Chaplain Robert Reeves argued that when illness caused someone to lose his freedom, integrity, and dignity, then his personhood was gone and we should find a way to give him “an honorable exit from life.”
In Dilemmas of Euthanasia (a publication of the Fourth Euthanasia Conference), Prof. Cyril Means, euthanasia movement leader (also pro-abortion leader in the Supreme Court abortion cases), said, “What is sacred and what the law seeks to protect is not human life itself, but the human person.”
Dr. Joseph Fletcher argued that a new ethical concept based on the quality of life must replace the old ethics based on the sanctity of life, in Humanhood: Essays in Biomedical Ethics (Prometheus Books, 1979).
Definition-of-death bills: These pieces of legislation define death as a “total cessation of all brain function” and are supported by euthanasia advocates as part of their strategy of redefining personhood.
William J. Curran, J.D., refers to “brain death – a form of irreversible coma, which is a quality-of-life standard” (New England Journal of Medicine, February 2, 1984, p. 298).
Willard Gaylin wrote in Harper’s Magazine in September, 1974: “The problem [of euthanasia] is well on its way to being resolved by what must have seemed a relatively simple and ingenious method. As it turned out, the difficult issues of euthanasia could be evaded by redefining death.”
Arguments against definition-of-death bills: Paul A. Byrne, M.D., and Paul M. Quay, S.J., Ph.D., presented many arguments against brain-related criteria for death, including the following: “Cessation of total brain function, whether irreversible or not, is not necessarily linked to destruction of the brain or to the death of the person” (JAMA, 242: 1985-1990, 1979; and Understanding Brain Death, Nebraska Coalition for Life Educational Trust Fund).
Irreversible cessation of breathing was, at one time, a sign of death, but when it was discovered that non-functioning of the respiratory organs did not always mean the destruction of the organs, it led to the use of mechanical ventilators or respirators to take over the lost function. This saved many lives.
So, too, with heart functioning; when it was found that cessation of heartbeat did not mean the destruction of the heart, mechanical means of resuscitation of heart functioning were contrived.
Drs. Byrne and Quay cited the work of P. Safer (“On Evolution of Brain Resuscitation,” Critical Care Medicine, 1978, pp. 199-202) on successful brain resuscitation in cases where both brain-related criteria and the older, generally accepted criteria would have declared that death had occurred.
The authors spoke of the “recoveries of all those who have shown for many hours, or even days, no discernible brain function as a result of various depressant poisons or of hypothermia.”

▶ Exercise data
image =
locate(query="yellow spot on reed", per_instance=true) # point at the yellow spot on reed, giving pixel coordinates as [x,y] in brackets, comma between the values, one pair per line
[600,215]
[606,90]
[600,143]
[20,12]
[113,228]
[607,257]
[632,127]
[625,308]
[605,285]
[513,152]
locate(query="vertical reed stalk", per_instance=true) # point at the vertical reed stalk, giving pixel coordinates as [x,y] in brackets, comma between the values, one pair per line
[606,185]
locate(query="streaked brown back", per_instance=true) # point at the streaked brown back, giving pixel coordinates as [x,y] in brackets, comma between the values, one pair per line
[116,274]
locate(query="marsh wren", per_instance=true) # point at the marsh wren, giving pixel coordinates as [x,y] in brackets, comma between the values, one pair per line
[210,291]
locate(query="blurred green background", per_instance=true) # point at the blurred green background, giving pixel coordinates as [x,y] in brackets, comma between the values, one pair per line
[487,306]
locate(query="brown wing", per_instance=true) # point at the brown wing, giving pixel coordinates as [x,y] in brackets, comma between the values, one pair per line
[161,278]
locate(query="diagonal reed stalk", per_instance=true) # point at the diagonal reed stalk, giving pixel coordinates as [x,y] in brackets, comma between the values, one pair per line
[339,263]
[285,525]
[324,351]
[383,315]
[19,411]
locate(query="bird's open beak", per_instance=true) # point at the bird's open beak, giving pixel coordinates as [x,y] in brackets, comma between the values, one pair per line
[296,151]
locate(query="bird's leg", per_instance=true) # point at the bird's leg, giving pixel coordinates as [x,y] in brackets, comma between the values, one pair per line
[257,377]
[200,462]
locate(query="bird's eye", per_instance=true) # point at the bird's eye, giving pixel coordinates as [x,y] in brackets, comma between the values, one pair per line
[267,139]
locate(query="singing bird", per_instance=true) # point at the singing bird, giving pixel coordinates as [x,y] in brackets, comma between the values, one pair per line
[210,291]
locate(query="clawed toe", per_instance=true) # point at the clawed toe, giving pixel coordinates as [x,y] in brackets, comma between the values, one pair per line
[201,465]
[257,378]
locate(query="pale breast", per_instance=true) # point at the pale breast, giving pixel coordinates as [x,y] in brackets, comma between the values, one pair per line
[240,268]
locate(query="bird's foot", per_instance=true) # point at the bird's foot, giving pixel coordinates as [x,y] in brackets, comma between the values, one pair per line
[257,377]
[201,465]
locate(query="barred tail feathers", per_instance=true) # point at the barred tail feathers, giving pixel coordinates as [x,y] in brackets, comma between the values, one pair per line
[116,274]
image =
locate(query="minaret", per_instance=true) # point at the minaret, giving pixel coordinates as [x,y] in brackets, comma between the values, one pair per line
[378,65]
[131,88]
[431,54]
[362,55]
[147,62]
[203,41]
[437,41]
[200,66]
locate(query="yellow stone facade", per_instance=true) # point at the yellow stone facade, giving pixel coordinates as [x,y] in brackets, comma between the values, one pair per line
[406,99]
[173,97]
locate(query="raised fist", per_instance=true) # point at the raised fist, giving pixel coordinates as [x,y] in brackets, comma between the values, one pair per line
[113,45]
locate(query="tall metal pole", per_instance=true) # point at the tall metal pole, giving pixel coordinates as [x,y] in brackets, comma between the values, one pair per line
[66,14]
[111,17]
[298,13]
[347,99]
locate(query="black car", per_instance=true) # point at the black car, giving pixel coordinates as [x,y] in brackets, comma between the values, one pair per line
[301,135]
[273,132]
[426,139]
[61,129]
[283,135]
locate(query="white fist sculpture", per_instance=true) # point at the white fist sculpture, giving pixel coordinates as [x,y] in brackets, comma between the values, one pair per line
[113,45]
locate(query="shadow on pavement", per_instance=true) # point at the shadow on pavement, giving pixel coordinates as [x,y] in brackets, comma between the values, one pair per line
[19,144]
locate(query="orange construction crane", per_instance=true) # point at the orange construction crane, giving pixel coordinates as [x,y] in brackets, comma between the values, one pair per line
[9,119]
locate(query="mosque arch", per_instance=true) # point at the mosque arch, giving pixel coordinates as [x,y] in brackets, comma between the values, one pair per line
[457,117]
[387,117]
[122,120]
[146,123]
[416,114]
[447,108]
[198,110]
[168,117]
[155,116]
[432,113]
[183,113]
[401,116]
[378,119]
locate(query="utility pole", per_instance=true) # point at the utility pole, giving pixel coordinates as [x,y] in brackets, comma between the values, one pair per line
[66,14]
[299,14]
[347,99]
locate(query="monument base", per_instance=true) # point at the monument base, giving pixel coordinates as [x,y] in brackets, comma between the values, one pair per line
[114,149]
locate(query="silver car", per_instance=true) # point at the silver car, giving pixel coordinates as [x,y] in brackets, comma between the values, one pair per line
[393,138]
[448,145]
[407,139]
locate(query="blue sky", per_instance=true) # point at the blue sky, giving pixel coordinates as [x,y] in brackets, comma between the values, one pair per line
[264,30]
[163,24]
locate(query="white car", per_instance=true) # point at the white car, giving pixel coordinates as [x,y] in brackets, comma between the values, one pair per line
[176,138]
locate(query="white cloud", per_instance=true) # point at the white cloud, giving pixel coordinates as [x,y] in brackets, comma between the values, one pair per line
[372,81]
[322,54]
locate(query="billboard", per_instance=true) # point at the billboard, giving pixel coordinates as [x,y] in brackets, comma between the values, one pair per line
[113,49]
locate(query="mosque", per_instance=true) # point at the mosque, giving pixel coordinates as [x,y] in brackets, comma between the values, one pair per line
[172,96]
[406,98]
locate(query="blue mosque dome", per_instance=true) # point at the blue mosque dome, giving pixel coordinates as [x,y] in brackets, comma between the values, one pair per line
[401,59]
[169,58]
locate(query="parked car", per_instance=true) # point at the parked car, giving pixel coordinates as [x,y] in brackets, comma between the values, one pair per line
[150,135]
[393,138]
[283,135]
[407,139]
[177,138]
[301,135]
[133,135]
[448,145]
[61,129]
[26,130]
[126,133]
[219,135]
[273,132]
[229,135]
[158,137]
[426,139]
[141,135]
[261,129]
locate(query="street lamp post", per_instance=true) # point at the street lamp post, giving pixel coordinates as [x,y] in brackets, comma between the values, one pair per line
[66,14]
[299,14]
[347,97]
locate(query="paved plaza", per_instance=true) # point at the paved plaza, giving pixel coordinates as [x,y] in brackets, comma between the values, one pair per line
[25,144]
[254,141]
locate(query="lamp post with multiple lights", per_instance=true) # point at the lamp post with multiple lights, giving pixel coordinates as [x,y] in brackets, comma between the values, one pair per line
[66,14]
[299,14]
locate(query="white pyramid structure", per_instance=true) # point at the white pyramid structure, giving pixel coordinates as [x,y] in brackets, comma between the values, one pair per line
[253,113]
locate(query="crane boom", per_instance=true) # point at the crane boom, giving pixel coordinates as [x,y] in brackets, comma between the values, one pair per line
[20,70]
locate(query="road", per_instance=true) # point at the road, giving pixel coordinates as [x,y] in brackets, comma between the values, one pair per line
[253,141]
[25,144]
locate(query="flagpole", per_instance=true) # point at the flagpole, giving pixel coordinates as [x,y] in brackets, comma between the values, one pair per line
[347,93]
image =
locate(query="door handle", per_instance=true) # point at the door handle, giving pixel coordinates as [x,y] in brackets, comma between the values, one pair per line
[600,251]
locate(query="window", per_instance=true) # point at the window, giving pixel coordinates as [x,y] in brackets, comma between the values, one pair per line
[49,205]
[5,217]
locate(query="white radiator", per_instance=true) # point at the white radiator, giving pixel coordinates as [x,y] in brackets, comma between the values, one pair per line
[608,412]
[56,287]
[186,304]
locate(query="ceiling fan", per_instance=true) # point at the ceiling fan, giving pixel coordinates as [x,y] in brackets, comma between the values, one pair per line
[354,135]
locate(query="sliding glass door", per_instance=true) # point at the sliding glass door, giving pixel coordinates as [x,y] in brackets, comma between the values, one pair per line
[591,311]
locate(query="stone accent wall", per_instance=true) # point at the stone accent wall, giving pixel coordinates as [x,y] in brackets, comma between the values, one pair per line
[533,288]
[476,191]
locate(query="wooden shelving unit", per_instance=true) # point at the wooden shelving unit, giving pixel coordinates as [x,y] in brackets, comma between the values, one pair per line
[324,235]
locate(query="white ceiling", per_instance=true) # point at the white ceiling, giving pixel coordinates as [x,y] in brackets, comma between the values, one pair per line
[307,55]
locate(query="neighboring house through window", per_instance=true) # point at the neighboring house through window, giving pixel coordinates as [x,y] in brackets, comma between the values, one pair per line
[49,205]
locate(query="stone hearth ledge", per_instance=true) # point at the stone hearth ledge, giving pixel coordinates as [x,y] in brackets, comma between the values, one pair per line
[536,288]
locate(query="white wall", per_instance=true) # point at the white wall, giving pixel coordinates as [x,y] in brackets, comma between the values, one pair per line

▶ What to work on
Answer these questions from the text on euthanasia and the definition of death:
(a) In which book did Dr. Joseph Fletcher argue for a quality-of-life ethic?
(b) How do definition-of-death bills define death?
(c) Whose work on brain resuscitation did Drs. Byrne and Quay cite?

▶ Output of the task
(a) Humanhood: Essays in Biomedical Ethics (Prometheus Books, 1979).
(b) As a "total cessation of all brain function."
(c) The work of P. Safer, in "On Evolution of Brain Resuscitation," Critical Care Medicine, 1978.